Dataset:

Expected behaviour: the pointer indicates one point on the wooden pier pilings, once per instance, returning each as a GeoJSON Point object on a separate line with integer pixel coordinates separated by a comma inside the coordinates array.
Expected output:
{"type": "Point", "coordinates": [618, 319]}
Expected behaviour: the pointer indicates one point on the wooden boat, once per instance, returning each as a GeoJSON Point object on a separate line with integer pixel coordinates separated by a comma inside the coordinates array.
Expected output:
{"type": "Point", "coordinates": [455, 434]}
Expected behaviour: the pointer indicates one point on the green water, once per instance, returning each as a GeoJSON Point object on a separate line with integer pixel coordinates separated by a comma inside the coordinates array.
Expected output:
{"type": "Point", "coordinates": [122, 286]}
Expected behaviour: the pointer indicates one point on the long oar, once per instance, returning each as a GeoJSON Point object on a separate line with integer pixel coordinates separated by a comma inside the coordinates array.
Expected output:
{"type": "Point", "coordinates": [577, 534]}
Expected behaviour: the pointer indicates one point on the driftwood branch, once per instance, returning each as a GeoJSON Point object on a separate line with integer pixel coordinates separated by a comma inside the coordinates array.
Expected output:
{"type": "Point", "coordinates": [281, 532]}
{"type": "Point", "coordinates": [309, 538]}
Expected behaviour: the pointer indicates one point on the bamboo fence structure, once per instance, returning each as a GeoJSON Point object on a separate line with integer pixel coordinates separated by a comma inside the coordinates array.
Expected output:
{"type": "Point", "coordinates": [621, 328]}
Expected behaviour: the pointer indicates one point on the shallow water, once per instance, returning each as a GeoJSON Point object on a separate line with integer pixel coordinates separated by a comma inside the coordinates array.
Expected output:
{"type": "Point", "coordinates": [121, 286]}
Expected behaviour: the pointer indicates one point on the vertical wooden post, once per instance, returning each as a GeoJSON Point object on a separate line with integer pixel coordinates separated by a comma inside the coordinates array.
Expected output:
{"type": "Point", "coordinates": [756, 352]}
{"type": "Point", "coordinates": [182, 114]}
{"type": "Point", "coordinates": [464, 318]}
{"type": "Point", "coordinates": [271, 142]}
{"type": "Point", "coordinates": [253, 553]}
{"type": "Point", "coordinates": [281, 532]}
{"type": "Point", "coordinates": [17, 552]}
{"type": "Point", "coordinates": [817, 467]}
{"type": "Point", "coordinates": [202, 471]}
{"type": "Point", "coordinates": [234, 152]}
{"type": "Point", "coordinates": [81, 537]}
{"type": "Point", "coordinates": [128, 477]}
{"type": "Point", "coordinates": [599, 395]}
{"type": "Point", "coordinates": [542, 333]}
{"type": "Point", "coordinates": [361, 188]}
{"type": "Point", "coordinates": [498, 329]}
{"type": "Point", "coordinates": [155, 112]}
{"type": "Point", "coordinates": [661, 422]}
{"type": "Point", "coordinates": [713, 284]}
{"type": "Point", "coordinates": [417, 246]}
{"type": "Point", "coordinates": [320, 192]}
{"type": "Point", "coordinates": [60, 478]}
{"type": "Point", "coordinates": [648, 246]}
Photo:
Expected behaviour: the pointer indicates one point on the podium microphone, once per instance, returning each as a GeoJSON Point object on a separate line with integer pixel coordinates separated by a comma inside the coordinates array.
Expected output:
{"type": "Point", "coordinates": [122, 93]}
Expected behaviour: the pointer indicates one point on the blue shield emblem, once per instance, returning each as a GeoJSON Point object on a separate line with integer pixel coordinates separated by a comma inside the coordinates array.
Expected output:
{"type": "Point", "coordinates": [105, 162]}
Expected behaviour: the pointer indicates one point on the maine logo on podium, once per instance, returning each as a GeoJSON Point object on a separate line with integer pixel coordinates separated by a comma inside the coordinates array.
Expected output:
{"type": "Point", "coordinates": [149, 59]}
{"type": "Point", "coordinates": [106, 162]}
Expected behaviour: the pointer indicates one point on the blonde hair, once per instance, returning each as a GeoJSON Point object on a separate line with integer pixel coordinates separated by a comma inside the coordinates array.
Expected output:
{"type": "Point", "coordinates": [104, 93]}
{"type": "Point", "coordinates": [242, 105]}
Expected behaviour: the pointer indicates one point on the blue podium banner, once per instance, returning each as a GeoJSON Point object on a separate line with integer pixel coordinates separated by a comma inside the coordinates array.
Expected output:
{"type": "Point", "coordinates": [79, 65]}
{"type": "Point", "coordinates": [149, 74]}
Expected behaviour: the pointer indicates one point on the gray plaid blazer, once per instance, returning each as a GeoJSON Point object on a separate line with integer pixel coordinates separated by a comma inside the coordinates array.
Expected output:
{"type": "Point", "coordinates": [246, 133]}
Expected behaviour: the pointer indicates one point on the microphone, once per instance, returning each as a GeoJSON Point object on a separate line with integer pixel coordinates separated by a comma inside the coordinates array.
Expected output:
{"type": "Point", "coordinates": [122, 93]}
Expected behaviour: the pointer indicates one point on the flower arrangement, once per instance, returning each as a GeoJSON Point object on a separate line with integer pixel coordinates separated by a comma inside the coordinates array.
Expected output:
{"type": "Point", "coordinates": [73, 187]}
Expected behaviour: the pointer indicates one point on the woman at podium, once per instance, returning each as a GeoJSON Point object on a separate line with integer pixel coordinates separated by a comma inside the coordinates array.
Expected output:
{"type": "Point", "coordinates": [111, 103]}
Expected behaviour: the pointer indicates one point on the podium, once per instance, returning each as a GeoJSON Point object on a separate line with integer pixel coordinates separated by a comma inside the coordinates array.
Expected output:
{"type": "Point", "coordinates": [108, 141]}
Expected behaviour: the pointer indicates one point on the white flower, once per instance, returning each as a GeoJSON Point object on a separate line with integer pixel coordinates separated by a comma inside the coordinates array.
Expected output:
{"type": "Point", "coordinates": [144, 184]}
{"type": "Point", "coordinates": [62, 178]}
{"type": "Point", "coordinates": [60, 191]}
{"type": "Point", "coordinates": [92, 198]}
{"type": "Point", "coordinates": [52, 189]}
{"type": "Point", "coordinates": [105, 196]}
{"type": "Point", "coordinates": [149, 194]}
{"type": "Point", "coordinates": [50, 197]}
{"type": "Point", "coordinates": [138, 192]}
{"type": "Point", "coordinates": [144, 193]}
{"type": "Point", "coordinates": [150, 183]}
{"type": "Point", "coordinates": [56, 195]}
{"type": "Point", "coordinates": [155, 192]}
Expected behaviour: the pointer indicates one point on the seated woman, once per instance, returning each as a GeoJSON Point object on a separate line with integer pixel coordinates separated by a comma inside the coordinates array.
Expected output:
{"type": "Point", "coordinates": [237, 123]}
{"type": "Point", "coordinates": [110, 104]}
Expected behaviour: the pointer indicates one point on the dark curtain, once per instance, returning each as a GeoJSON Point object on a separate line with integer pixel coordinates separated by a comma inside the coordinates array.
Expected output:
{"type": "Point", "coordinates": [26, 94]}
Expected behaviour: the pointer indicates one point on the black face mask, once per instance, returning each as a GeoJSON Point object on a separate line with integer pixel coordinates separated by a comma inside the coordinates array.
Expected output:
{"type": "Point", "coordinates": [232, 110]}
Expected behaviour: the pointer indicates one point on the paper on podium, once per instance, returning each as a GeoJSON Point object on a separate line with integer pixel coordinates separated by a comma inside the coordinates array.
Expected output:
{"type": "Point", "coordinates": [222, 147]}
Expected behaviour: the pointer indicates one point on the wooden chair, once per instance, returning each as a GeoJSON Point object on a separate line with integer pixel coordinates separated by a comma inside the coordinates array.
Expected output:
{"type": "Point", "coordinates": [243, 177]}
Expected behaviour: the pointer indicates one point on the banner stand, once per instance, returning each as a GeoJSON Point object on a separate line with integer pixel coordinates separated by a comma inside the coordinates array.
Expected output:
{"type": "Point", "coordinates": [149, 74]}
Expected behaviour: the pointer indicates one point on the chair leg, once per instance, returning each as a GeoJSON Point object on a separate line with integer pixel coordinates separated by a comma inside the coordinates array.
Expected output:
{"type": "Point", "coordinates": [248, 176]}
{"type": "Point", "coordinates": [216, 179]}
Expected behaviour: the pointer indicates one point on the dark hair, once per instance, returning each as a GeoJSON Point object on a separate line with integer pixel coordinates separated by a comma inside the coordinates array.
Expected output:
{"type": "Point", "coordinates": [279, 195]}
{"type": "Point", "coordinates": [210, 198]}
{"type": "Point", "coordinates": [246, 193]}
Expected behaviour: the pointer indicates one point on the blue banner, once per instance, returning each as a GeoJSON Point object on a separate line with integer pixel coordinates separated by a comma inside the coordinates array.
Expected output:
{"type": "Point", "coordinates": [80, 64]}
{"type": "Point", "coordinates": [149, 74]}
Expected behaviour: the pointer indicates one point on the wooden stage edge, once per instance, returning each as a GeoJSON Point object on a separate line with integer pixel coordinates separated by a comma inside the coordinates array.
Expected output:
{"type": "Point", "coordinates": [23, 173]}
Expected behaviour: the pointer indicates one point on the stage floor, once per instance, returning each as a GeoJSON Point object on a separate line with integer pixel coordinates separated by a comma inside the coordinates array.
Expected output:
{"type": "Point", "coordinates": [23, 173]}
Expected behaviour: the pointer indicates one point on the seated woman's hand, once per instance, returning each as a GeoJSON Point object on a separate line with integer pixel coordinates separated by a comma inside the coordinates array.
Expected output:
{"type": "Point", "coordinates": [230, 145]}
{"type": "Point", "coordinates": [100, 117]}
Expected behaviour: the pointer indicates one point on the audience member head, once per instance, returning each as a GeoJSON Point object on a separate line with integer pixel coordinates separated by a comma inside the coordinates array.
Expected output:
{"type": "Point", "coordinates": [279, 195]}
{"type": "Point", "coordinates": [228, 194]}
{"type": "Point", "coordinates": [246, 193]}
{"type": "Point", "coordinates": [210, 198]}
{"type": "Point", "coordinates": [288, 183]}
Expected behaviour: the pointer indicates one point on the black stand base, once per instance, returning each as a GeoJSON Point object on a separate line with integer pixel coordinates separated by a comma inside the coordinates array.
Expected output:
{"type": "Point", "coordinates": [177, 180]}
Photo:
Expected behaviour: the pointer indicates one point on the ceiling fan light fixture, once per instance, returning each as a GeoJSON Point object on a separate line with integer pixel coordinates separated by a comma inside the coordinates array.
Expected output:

Assignment: Only the lines above from the line containing "on the flower" through the line containing "dark curtain, once" should be retyped, exactly and with both ends included.

Result of this exercise:
Expected behaviour: the pointer indicates one point on the flower arrangement, once per instance, returning each as a GeoJSON Point object on a separate line with integer pixel coordinates separated by a comma inside the coordinates array.
Expected output:
{"type": "Point", "coordinates": [73, 187]}
Expected behaviour: the pointer indicates one point on the woman at podium, once per instance, returning each as a GeoJSON Point object on a separate line with integer pixel coordinates separated by a comma inside the coordinates array.
Expected output:
{"type": "Point", "coordinates": [111, 103]}
Expected behaviour: the pointer indicates one point on the podium, once per instance, returning each as a GeoJSON Point object on a separate line with integer pixel coordinates separated by a comma inside the coordinates array.
Expected output:
{"type": "Point", "coordinates": [108, 141]}
Expected behaviour: the pointer indicates one point on the white flower, once per instance, returning each as a GeoJSON Point object on a separate line with integer pixel coordinates separated by a comma inside the coordinates array.
Expected output:
{"type": "Point", "coordinates": [144, 184]}
{"type": "Point", "coordinates": [62, 178]}
{"type": "Point", "coordinates": [60, 191]}
{"type": "Point", "coordinates": [92, 198]}
{"type": "Point", "coordinates": [52, 189]}
{"type": "Point", "coordinates": [105, 196]}
{"type": "Point", "coordinates": [149, 194]}
{"type": "Point", "coordinates": [50, 197]}
{"type": "Point", "coordinates": [138, 192]}
{"type": "Point", "coordinates": [144, 193]}
{"type": "Point", "coordinates": [150, 183]}
{"type": "Point", "coordinates": [56, 195]}
{"type": "Point", "coordinates": [155, 192]}
Expected behaviour: the pointer indicates one point on the seated woman, once per instance, returning each as a GeoJSON Point object on a separate line with integer pixel coordinates separated by a comma inside the coordinates array.
Expected output:
{"type": "Point", "coordinates": [237, 123]}
{"type": "Point", "coordinates": [110, 104]}
Expected behaviour: the pointer indicates one point on the dark curtain, once per instance, returning each as a GeoJSON Point object on a separate line with integer pixel coordinates separated by a comma inside the coordinates array.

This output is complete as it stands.